→ Actions to take
1. Do the statements (a), (b) and (c) agree with the excerpt on the Trinity and African community life? Answer yes or no for each and quote the exact words of the excerpt that decide it.
(a) According to Guerry Emily, before the world the Father and the Son loved each other with an eternal and infinite love.
(b) The African communal setting is said to observe close consanguinity only up to the second generation.
(c) Schmaus is named among theologians who hold that the inter-communication of the tri-personal God is love.
2. In the excerpt on the Trinity and African community life, turn the paragraph beginning "Africa, no doubt is blessed by God" into a short list that keeps its main facts.
3. Carry the excerpt on the Trinity and African community life further, starting after its last sentence.

→ Document segment
=-=-=-=-=
1.2 The Content of the Communion in the Trinity
This question is pertinent because it is through the discovery of the content that one can better appreciate the communion and at same time appropriate clearly such a lifestyle in the modelling of the Africa’s communal life as the theme of our article suggests. Schmaus and many other seasoned theologians[9] accredit that this inter-communication of this tri-personal God is love. Indeed, Garrigou-Langrange captures this perfect life of love and union when he advocates:
Indeed, the entire personality of the Father is the relation to the Son, the entire personality of the Son is the relation to the Father, and the entire personality of the Holy Spirit is the relation to the Father and the Son.[10]
Guerry Emily in his own thesis on the Happiness of the Divine Family exposes the content of this communion. He says that before the world, was the Father and the Son, and they loved each other with an eternal and infinite love in the unity of the Holy Spirit.[11] For him, this divine life of love is a perfect beatitude without limit, and these divine persons were happy with all the fullness of happiness. This activity of love is seen in the sending character of His Son (cf. John 3:16), and Christ’s prayer to His Father makes it clear that the Father loved him before the creation of the world (John 17:24). Yet, this communion and union in love manifests more in their glorification of one another (cf. John 12:28; 17:1; 17:5), joy at one another (John 15:11) and peace with one another (cf. John 14:2). In essence, God is love (1 John 4:8.16). indeed in the sending of Christ “into the world, God reveals Himself as the God whose being is constituted by relationship.”[12] Our stake then is the discovery of how this communion in love of the Trinity can serve as a model for the African society. Yet, we need to know whether the African society can really boast of  communal life; whether this communal life, if in existence is Trinity-inspired; and whether the African society can imitate to an extent even in their finitude, this trinitarian lifestyle. But, let us first discover what the African Community looks like.



PART TWO: THE EXPOSITION
AFRICA AND HER COMMUNITY LIFE

2.1 The African Sense of Community
Africa, no doubt is blessed by God with communal social setting that recognizes one another in the society, observing close consanguinity up to the third and fourth generations. This communal living finds expressions in cultural structures like kingship, women wings, different rites and practices of initiation, traditional dances, common land ownership and inheritance etc. Such settings no doubt, dispose a typical African society towards collective progress and mutual complementarity.
=-=-=-=-=
→ Supplied data
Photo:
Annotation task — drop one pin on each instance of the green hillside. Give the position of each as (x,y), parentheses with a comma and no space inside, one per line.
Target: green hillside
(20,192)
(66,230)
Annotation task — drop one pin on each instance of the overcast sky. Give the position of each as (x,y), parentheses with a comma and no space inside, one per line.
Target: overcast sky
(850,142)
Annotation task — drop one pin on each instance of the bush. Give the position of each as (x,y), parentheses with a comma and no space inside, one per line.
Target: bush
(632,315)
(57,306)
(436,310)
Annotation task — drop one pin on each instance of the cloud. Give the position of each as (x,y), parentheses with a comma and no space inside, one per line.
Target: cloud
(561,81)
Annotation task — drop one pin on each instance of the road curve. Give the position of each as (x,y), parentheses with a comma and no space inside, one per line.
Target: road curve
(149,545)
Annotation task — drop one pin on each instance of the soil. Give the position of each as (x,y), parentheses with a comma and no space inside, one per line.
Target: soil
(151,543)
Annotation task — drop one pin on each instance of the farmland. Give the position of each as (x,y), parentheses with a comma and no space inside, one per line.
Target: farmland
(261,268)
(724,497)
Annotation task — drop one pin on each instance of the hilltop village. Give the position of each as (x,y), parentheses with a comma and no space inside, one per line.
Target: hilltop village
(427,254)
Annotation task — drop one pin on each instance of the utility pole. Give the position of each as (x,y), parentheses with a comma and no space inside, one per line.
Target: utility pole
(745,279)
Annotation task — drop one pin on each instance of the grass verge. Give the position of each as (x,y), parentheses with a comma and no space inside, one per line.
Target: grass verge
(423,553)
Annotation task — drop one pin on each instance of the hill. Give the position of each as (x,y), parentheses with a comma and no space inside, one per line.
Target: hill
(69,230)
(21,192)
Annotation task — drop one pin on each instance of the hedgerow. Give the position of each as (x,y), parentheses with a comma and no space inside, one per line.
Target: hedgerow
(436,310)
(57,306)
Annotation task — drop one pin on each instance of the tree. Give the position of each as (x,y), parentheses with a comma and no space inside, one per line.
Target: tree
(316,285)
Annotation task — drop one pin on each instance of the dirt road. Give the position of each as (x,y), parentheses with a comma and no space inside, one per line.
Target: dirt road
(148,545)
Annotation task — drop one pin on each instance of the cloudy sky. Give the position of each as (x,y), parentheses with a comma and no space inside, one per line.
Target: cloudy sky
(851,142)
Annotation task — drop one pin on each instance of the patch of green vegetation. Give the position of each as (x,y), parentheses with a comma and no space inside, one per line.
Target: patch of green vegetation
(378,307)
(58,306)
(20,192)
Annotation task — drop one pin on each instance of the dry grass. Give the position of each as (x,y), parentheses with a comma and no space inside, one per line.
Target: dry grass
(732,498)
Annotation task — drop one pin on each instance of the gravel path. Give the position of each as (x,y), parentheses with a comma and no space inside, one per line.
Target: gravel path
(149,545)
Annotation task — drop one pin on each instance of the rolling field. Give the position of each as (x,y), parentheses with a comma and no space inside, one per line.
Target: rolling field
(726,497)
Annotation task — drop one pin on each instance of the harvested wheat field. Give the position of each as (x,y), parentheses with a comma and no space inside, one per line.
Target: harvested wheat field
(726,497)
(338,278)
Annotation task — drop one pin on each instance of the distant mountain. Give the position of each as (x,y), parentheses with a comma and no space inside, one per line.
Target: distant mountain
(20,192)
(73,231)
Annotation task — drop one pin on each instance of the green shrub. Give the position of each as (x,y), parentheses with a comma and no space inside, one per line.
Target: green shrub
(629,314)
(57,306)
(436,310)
=-=-=-=-=
→ Answers to the exercises
1.
(a) Yes: "before the world, was the Father and the Son, and they loved each other with an eternal and infinite love in the unity of the Holy Spirit."
(b) No: "observing close consanguinity up to the third and fourth generations."
(c) Yes: "accredit that this inter-communication of this tri-personal God is love."

2.
- Africa has a communal social setting in which people recognize one another.
- It observes close consanguinity up to the third and fourth generations.
- This communal living is expressed in cultural structures such as kingship, women wings, rites and practices of initiation, traditional dances, and common land ownership and inheritance.
- Such settings dispose a typical African society toward collective progress and mutual complementarity.

3.
The African society has always been seen as one marked with communalism. According to African scholars such as Onwubiko O., this communalism in Africa is a system that is both suprasensible and material in its terms of reference. It is both god-made (that is, transcending the people who live in it now) and man-made (that is, its inability to be understood independent of those presently living in it). Hence, the authentic African is known and identified in, by, and through the community. The community is the custodian of the individual and the individual must go wherever the community goes. “The African idea of security and its value depends on personal identification with and within the community... the community offers the African the psychological and ultimate security as it gives its members both physical and ideological identity.”[13] Hence, the community remains while the individual comes and goes. This emphasis on community life and communalism is a living principle which has its basic ideology in community-identity, and has the aim of producing and presenting an individual as a community-culture-bearer. Now, we quest more: what is the structure of this community of the African society?
2.2 The Tri-partite Structure of the African Society
Amongst many structures of the African society that scholars may have presented, ours follows a tripartite progression which we consider as the major pillars in the structuring: The Family, The Village and The Ethnic Group. We do not relegate in any way the possibility of ancillary divisions in-between the tripartite structure already presented. The family is on the first level, nuclear, and on the second level, extended. The nuclear is the immediate members of a family comprising the man, the woman (or women) and the children. The extended is the many number of different families of the same grandfather or great grandfather. “Living together and the sense of community of brothers and sisters are the basis of, and the expression of the extended family system in Africa.”[14] This is also seen in the Ujamaa philosophy of Julius Nyerere. Ujamaa, in the Literal sense means togetherness or familyhood.
The conglomeration of these extended families and patrilineages while declaring themselves the descendants of a common remote ancestor forms the village. After the village are some other groupings, but the most important of them progresses tot he Ethnic group. It is a territorial delimitation including the sum total of the varied clans (number of villages acclaiming to have descended from a common mythical or very remote ancestor) as a people living in the same geagrophical territorial unit.the ethnic group is then in a way segmented but in such a way as to make the sections indissolubly linked one to the other. They posses a cultural homogeneity seen in the linguistic, economic, political and religious organizations.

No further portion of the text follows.